*TASK 1*
List every year or decade mentioned in the passage on loneliness.
*TASK 2*
Reproduce everything in the passage on loneliness from "According to Psychology" down to "addicted to crack.".
*TASK 3*
Resume the passage on loneliness and the Internet after its last sentence.

*DOCUMENT EXTRACT*
=====
According to Psychology Today, in 2010, roughly 40% of Americans reported feeling lonely on a regular basis compared to 20% in the 80s
I’m not American, nor do I know what the figures for 2018 and the rest of the world are, but I’m guessing they’re not good. Before we dive into it, let’s just go ahead and blame the Internet and Social Media at large for making addicts and hermits of us all. One could argue we’d be better off addicted to crack.
“We are social beings evolved in an anti-social world seeking social validation from an anti-social platform.” Say that 10 times fast! The Internet and Social Media are here to stay, and I’m not going to be the one to start a mainstream crack movement, so let’s move it along.
=====
[Items contained in a dataset]
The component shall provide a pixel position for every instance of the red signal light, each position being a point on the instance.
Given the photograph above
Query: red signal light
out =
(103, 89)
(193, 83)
=====
*EXERCISE RESULT 1*
2010, the 80s, 2018

*EXERCISE RESULT 2*
According to Psychology Today, in 2010, roughly 40% of Americans reported feeling lonely on a regular basis compared to 20% in the 80s
I’m not American, nor do I know what the figures for 2018 and the rest of the world are, but I’m guessing they’re not good. Before we dive into it, let’s just go ahead and blame the Internet and Social Media at large for making addicts and hermits of us all. One could argue we’d be better off addicted to crack.

*EXERCISE RESULT 3*
According to the Internet’s most reliable source, Wikipedia “Loneliness typically includes anxious feelings about a lack of connection or communication with other beings, both in the present and extending into the future. As such, loneliness can be felt even when surrounded by other people.” Basically, loneliness sucks ass. I don’t know about you, but I hate seeing people who are noticeably sad, lonely, and maybe too shy to do anything about it because society has scared the shit out of them to the point they’re living in absolute terror.
What is the worst punishment a prisoner can be given? Solitary. The reason for this? It causes them to lose their mind. Unfortunately, these days you can experience that sort of isolation in your mind without having to step foot in a prison.
“Maybe you’re shy and suffer from social anxiety so when you walk into a place buzzing with people you think to yourself, “f*ck, I can’t talk to them. bullshit you can’t.”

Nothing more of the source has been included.